Set exercise 1:
Extract from the records every line that contains the string "dome", treating uppercase and lowercase letters as distinct.
Set exercise 2:
Resume the text on Jim Jarmusch, picking up directly after its final sentence.

Jim Jarmusch
1) Jarmusch is a minimalist filmmaker who began working in the early 1980s
out of New York City.
2) He received widespread attention for his 1984 film Stranger Than Paradise,
which was made on a budget of somewhere between $100,000 and $125,000.
3)The film consists of a series of B&W single long takes and observes
the seemingly boring stretches of life that we may not see immediate value in.
4) Jarmusch investigates the moments between human beings and concentrates
on the subtleties of language, tone, and gesture.
5) Very little seems to take place in most of his films, but that is the point of his aesthetic style.
6) He avoids extensive editing in scenes to dramatize events.
7) He lets scenes play out in real time and offers a different approach
to storytelling than Lucas and Spielberg.
8)Lastly, popular music is a very important component of Jarmusch’s work.
9)He has worked with several musicians in his films including Joe Strummer, John Lurie, Tom
Waits, and Neil Young.
Critic Geoff Andrew recounts the stylistic history of Stranger Than Paradise:
"At the time of its release, in 1984, what seemed remarkable about the film was that it managed to do so many new and unusual things yet still seem utterly coherent and accessible. For starters, there was its eccentric approach to narrative structure: the sixty-seven single-shot “scenes” separated by black film, and the explicit division of the story into three clear, ironically titled chapters. But there were other formal qualities of note: Tom DiCillo’s black-and-white camera work, which serves Jarmusch’s sensitive feel for the American landscape so well that one recalls Antonioni’s work in Italy or Angelopoulos’s in Greece; and the striking use of music, which successfully juxtaposes Screamin’ Jay Hawkins’s “I Put a Spell on You” with the Bartók-like strains of John Lurie’s score for string quartet. This was a road movie for sure, but one with a difference: unlike most examples of that then still extremely popular genre, Stranger Than Paradise seemed at once wholly American and oddly European.

Recorded data:
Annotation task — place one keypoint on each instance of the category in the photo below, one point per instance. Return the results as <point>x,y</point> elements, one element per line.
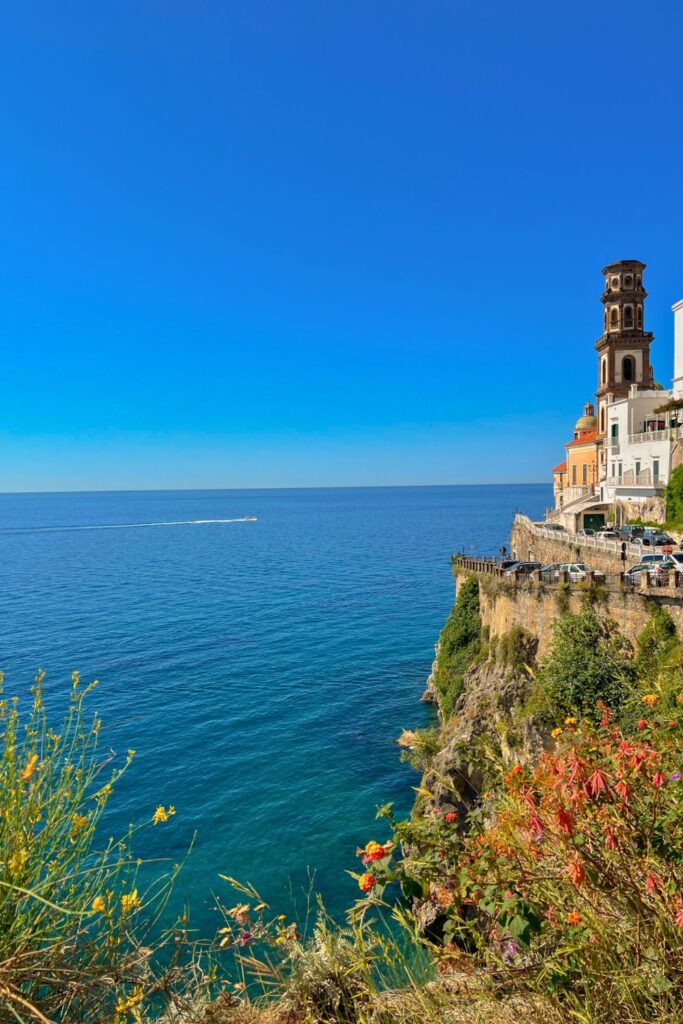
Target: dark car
<point>656,571</point>
<point>523,568</point>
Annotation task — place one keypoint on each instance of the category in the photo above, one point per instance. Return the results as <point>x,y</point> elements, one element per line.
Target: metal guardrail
<point>613,582</point>
<point>572,540</point>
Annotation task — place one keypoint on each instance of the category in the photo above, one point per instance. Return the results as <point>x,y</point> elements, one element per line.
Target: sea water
<point>261,670</point>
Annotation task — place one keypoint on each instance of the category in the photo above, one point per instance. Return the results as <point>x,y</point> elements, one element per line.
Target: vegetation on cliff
<point>459,644</point>
<point>541,881</point>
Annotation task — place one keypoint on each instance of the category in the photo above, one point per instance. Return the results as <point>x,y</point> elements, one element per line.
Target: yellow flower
<point>30,769</point>
<point>79,822</point>
<point>239,912</point>
<point>103,795</point>
<point>161,814</point>
<point>129,901</point>
<point>17,860</point>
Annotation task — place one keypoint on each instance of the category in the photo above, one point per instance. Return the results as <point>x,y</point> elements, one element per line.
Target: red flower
<point>598,782</point>
<point>623,791</point>
<point>610,838</point>
<point>575,871</point>
<point>651,884</point>
<point>564,820</point>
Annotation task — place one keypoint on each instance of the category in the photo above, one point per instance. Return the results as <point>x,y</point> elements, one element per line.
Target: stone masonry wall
<point>506,603</point>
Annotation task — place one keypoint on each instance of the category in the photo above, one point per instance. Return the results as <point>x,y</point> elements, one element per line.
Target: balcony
<point>668,434</point>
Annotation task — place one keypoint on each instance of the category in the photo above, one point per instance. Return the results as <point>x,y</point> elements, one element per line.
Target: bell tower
<point>624,349</point>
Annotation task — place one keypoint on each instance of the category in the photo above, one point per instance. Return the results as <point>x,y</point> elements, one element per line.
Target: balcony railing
<point>633,479</point>
<point>669,434</point>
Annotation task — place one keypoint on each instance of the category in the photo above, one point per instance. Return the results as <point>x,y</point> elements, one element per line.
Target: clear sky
<point>254,243</point>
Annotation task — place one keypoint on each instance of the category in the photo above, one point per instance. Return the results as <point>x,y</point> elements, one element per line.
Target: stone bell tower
<point>624,349</point>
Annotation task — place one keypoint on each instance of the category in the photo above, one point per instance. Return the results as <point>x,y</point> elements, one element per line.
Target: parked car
<point>656,559</point>
<point>655,571</point>
<point>629,532</point>
<point>654,540</point>
<point>523,568</point>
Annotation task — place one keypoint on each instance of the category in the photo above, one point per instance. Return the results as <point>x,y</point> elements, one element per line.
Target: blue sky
<point>262,244</point>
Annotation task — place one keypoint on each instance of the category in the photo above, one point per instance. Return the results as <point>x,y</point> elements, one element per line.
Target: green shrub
<point>674,497</point>
<point>80,934</point>
<point>589,662</point>
<point>459,644</point>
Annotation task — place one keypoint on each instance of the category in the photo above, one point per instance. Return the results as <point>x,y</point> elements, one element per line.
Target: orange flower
<point>575,871</point>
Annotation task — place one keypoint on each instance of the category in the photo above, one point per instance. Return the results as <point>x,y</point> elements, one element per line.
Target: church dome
<point>588,421</point>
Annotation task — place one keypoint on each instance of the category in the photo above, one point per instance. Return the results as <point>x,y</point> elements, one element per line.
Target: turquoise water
<point>261,670</point>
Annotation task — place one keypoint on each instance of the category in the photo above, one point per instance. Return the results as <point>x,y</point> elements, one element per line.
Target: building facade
<point>619,463</point>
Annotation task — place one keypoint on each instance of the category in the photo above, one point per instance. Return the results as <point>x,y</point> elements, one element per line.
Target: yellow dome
<point>588,421</point>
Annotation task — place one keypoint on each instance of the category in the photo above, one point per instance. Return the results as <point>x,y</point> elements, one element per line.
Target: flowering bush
<point>570,875</point>
<point>79,935</point>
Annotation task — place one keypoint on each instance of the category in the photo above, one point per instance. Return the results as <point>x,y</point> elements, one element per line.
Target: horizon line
<point>307,486</point>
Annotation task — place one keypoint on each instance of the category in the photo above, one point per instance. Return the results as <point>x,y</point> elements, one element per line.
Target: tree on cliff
<point>589,660</point>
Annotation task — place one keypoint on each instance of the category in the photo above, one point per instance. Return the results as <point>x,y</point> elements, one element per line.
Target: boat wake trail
<point>124,525</point>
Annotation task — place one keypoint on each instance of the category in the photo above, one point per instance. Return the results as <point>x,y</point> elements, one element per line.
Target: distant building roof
<point>586,438</point>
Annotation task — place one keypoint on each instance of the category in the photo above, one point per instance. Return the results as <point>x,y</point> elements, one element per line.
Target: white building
<point>643,431</point>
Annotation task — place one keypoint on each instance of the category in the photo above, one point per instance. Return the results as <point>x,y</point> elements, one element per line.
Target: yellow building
<point>578,476</point>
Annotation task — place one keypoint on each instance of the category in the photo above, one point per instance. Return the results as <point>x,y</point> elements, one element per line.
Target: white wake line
<point>124,525</point>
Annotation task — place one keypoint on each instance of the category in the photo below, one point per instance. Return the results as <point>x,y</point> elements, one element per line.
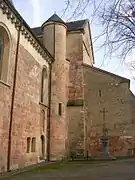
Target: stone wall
<point>27,110</point>
<point>103,90</point>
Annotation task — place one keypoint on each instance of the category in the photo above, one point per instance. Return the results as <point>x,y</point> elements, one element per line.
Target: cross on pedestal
<point>104,111</point>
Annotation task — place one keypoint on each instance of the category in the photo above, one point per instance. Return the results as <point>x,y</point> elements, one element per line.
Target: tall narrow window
<point>100,93</point>
<point>28,144</point>
<point>1,52</point>
<point>44,87</point>
<point>60,109</point>
<point>4,53</point>
<point>43,120</point>
<point>33,145</point>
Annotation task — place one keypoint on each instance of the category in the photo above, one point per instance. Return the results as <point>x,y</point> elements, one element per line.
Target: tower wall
<point>55,40</point>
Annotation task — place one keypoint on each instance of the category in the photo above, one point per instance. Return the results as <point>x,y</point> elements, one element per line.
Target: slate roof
<point>106,72</point>
<point>76,25</point>
<point>55,18</point>
<point>37,31</point>
<point>71,26</point>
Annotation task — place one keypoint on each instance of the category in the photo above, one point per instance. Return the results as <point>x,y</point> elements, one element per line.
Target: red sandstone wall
<point>116,101</point>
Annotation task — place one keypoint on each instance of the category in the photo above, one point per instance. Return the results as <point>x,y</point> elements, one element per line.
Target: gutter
<point>12,100</point>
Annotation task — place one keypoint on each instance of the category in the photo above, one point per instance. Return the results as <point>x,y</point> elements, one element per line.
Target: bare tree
<point>117,18</point>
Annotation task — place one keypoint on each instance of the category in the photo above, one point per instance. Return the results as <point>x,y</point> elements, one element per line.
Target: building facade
<point>53,101</point>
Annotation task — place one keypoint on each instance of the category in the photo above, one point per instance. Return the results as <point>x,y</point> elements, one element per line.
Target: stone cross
<point>104,113</point>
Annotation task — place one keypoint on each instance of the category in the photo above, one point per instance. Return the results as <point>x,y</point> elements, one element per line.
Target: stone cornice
<point>16,19</point>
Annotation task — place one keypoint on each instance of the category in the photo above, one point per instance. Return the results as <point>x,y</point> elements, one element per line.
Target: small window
<point>43,120</point>
<point>33,145</point>
<point>4,53</point>
<point>60,109</point>
<point>100,93</point>
<point>28,144</point>
<point>44,87</point>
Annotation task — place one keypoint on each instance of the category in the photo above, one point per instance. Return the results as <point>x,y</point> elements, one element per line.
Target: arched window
<point>44,87</point>
<point>33,145</point>
<point>4,53</point>
<point>28,144</point>
<point>43,120</point>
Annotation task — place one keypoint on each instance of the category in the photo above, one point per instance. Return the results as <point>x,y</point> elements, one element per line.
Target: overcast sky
<point>35,12</point>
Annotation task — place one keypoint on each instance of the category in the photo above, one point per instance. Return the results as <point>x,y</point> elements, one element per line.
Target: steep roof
<point>55,18</point>
<point>71,26</point>
<point>76,25</point>
<point>10,5</point>
<point>106,72</point>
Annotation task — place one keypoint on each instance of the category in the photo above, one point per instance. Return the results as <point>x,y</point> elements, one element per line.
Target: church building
<point>53,101</point>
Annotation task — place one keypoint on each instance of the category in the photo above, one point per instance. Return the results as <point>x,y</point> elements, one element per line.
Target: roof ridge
<point>77,21</point>
<point>104,71</point>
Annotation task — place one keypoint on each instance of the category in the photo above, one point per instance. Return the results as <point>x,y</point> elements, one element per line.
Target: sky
<point>36,12</point>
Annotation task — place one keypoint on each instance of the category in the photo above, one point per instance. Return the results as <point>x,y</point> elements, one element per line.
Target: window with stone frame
<point>44,87</point>
<point>33,145</point>
<point>60,109</point>
<point>28,144</point>
<point>4,53</point>
<point>43,120</point>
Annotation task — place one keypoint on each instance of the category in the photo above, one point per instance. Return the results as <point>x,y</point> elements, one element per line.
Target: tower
<point>54,39</point>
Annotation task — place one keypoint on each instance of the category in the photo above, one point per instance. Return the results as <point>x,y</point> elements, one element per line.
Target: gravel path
<point>117,170</point>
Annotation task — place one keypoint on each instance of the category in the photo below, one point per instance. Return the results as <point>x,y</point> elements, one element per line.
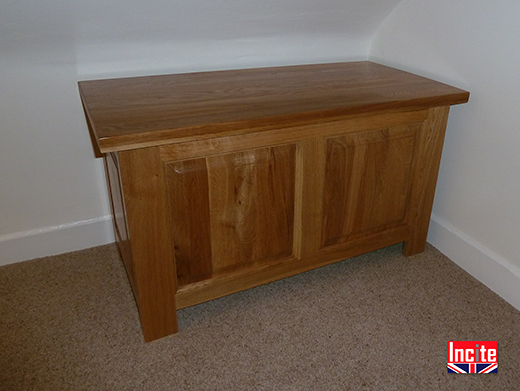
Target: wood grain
<point>428,151</point>
<point>128,113</point>
<point>188,194</point>
<point>367,182</point>
<point>252,207</point>
<point>144,190</point>
<point>222,181</point>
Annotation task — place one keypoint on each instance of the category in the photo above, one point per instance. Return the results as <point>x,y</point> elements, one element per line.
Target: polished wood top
<point>135,112</point>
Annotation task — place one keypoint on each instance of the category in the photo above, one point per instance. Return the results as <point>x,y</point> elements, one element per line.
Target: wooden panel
<point>144,191</point>
<point>240,280</point>
<point>428,151</point>
<point>226,144</point>
<point>188,193</point>
<point>367,181</point>
<point>310,177</point>
<point>252,207</point>
<point>129,113</point>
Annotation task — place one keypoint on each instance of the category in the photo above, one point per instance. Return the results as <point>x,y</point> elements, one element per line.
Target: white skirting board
<point>491,269</point>
<point>60,239</point>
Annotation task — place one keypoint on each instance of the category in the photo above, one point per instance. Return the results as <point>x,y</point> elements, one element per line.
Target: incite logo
<point>473,357</point>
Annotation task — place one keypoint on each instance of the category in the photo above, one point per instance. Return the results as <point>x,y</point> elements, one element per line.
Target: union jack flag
<point>472,368</point>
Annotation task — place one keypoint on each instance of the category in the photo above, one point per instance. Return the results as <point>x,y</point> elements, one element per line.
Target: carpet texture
<point>379,321</point>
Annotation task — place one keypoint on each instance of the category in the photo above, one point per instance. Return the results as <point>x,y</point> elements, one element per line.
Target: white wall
<point>52,190</point>
<point>475,45</point>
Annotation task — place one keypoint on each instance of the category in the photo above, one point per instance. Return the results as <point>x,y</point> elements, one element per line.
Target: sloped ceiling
<point>104,35</point>
<point>228,19</point>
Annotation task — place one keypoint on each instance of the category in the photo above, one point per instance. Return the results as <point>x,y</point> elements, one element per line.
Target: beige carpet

Exercise output 1:
Target: church dome
Target: yellow dome

Exercise output 2:
It was not just that its characters were to some extent “strangers in a strange land”; you could also imagine their creator echoing a famous line—“I’m a stranger here myself”—spoken by the titular hero of Johnny Guitar (1954), a film made by Nick Ray, a mentor of Jarmusch’s. This peculiarly illuminating combination of engagement and distance may be found in the film’s affectionately ironic take on Willie’s cool posturing; in its droll attitude toward some of the absurdities of American culture (the TV dinners alluded to in J. Hoberman’s spot-on review are just one delicious example of Jarmusch’s deadpan wit); and in the way it inflects a very American genre and very American story (if a narrative as dramatically slight and as devoted to “dead moments” may be called a story) with all manner of un-Hollywood stylings. The visuals, pacing, performances, and generally melancholy mood bring to mind not Easy Rider (1969), or even the relatively arty Five Easy Pieces (1970), but Warholesque minimalism, Ozu, Dreyer, Bresson, Antonioni, Wenders. Jarmusch is a cinephile—Eddie is even tempted to bet on a horse called Tokyo Story—and a poet, unafraid of admitting to an interest in “high” art.
In the following clip, Eva (Ester Balint) and Willie (John Lurie) watch football. Notice the stationary camera as it captures the mundane moments of day and night.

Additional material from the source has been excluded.